* [Page excerpt]:
# Will it get better? What to do when we have a 1 year old?



## poppy21 (Mar 9, 2013)

This is my first time posting but just after some advice really. We have been together for 4 years with a one year old. We are not married and have no interest in making plans ect. But we are in a committed relationship. We both bought a house last year which the 15% deposit is funded mostly from his inheritance but also some of my money. We both share a car whcih is again majority his money put into it but i sold my car too which funded it aswell. We are both young, im 22 and he is 24.

So basiacally before we had our little one we werent exactly "madly in love". We were going through a rough patch because i was young and wanted to live my life yet he didnt want me doing this as he was jealous and would beg me not to go out with friends. I then accidently fell pregnant and because i wasnt interested in going out or being away from him really the problem we originally had disappeared as i was in the house almost constantly or with him.

We had our baby and things were good. He sometimes didnt help out as much as i would like but he is a really good dad. The problem is that we are pretty much arguing 24/7. I think he is a good guy but i dont think im in love with him and it is sometimes difficult to get on with him. Im sure he feels the same as me as i am aware i make it hard to get on with me as i am so happy. We have sex maybe once a month if that. I long for affection and someone who i feel madly in love with. I dream about the future and about meeting someone who i can truly get on with and love and have a sex life with. Yet i dont have any desire to really have sex with him or be close with him. It hurts me because i so despretley want to love him but i find it impossible. He can be so selfish and controlling and i sometimes feel id be better off a single parent. For example i sold my car mostly due to pressure from him which was then used to put towards a car which cost 5 times my orginial car (1k to 5k). I now never get the car and have to walk 2-3 miles on average to my uni with my son. This money could have bn spent on buying two slightly cheap cars but he wanted a flashier one. This pisses me off everyday. I know this is my fault too. i should have put my foot down. But i just hate being in a relationship with someone who can be so selfish. I want someone to put me first.. Im so confused. Do we continue living the way we are, argueing and unhappy becuase we have a baby? 

We have spoke about splitting up and what would happen with the house ect. He said hed move out and rent somewhere until the time came when i could sell the house. Im a year away from finishing my law degree and being a single parent would make this extremely difficult. I would have no money to even sell the house and he has all his money locked into this. I want something stable for my son. i dont want to be moving or have another man inplace of his father. I dont want to split my time with my son with his dad. I love him incredibly and it hurts that he is in this situation and sees us in such an unloving relationship

i really dont know why i am even posting this or what im looking for really. But no one knows me here and no one can judge me so it feels good to get it out.

* [Directive 1]: Switch "planogram log" to "shelf audit" in everything from the entry line containing "man in khaki" down to the last of the entries, and leave every other word as it stands. Give back only those lines.
The forum post above and the entries that come after it are separate, unrelated material.

Point annotation records
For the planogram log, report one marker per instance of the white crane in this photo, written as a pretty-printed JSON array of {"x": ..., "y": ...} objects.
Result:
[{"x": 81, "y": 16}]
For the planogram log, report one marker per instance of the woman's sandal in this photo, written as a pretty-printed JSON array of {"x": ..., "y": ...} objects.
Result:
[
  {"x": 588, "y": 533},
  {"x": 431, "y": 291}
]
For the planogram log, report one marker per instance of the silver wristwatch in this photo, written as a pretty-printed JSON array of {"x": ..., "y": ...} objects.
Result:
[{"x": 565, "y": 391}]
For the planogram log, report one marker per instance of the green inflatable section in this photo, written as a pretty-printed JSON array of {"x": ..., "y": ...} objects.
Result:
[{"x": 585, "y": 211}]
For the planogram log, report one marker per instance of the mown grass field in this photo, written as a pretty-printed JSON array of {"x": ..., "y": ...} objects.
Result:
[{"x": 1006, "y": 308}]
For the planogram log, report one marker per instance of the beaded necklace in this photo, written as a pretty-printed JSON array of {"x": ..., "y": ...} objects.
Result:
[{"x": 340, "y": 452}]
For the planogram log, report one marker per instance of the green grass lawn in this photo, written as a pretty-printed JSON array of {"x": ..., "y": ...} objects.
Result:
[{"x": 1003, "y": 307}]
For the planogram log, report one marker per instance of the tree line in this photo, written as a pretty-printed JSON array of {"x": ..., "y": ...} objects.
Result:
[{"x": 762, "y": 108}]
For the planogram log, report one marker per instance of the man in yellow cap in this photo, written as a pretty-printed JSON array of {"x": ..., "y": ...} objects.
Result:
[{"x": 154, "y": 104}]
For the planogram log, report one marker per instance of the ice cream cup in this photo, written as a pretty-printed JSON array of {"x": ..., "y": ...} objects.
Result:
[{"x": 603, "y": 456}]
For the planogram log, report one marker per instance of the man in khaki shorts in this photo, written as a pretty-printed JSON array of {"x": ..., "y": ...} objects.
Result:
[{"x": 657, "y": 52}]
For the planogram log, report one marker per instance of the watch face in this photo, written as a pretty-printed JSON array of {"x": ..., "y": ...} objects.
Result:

* [Directive 2]: Repeat the forum post word for word, everything from "We have spoke" down to "get it out.".

* [Task solution 1]:
For the shelf audit, report one marker per instance of the man in khaki shorts in this photo, written as a pretty-printed JSON array of {"x": ..., "y": ...} objects.
Result:
[{"x": 657, "y": 52}]
For the shelf audit, report one marker per instance of the watch face in this photo, written as a pretty-printed JSON array of {"x": ..., "y": ...} objects.
Result:

* [Task solution 2]:
We have spoke about splitting up and what would happen with the house ect. He said hed move out and rent somewhere until the time came when i could sell the house. Im a year away from finishing my law degree and being a single parent would make this extremely difficult. I would have no money to even sell the house and he has all his money locked into this. I want something stable for my son. i dont want to be moving or have another man inplace of his father. I dont want to split my time with my son with his dad. I love him incredibly and it hurts that he is in this situation and sees us in such an unloving relationship

i really dont know why i am even posting this or what im looking for really. But no one knows me here and no one can judge me so it feels good to get it out.